**Requirement**
Where in the records does the word "with" appear? Copy each line that holds it.

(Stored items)

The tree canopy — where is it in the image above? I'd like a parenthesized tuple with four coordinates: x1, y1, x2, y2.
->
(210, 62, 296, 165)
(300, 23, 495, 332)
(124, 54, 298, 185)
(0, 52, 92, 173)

---

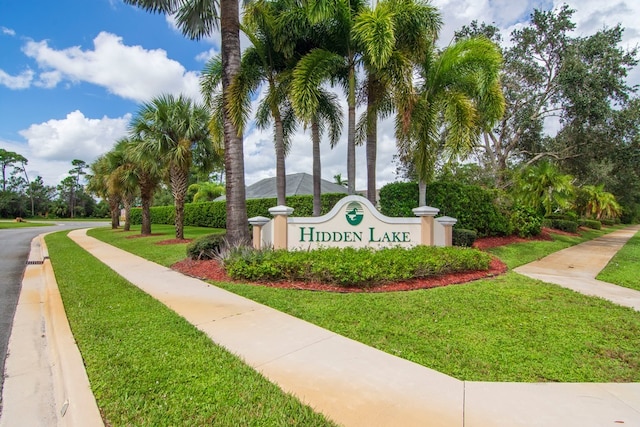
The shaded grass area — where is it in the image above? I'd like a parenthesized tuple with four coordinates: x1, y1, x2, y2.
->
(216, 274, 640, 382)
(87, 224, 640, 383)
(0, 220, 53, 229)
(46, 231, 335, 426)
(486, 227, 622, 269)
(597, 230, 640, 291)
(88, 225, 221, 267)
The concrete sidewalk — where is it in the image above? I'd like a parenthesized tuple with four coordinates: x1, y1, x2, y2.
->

**Solution**
The tree canopy — where is it in the image above? I'd like a parenthesized tuple with four coordinates: x1, y1, x2, y2.
The shaded grass area — where is it in the image above? I'd like a parenthesized tuple with four coordinates: x1, y1, x2, y2.
The concrete sidewalk — where is it in the image above? I'd like a parenthesized tuple with four coordinates: x1, y1, x2, y2.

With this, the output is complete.